··· Available data
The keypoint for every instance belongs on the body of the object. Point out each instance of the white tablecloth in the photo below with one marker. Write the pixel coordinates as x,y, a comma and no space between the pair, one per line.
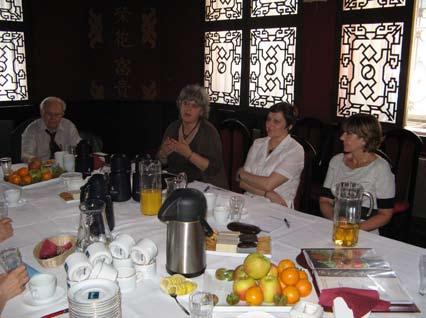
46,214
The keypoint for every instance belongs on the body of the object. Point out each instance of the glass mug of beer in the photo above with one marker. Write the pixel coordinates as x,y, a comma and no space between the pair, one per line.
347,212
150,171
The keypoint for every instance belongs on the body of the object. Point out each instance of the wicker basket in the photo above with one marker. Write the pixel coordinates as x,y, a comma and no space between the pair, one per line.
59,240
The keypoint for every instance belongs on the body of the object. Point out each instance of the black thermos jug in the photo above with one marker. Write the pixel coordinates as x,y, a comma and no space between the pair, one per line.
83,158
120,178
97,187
······
*What the task requires*
Convert every line of the material above, coordinate lines included, into a JSON list of strings with one string per line. Omit blank lines and the pictures.

*Output of the exercise*
[
  "The keypoint for every instance belongs on the body of the object. Point out each instance of the white tablecloth in the photo below with one marker. Write the pixel coordinates as x,y, a comma and no space between the pair, one per line.",
  "46,214",
  "The keypoint for every instance belongs on the body of the object. Point out each instance of the glass mug of beer in the photo above with one marker. Write the pixel coordinates as x,y, a comma and no space between the pair, one per line.",
  "347,212",
  "150,171",
  "The keypoint for every instance belongs on the body of the object. Point out each instance of the wicker basket in the photo above with one marker. Write the pixel coordinates as x,y, a comma and no space between the pair, one per line.",
  "59,240",
  "The keypoint for every instance belongs on the body of the object. Point out each instance of the black thermos jug in the photo above with one marker. Write the pixel coordinates as x,y, a comma and no space between the pair, one per line.",
  "83,158",
  "120,178",
  "97,187"
]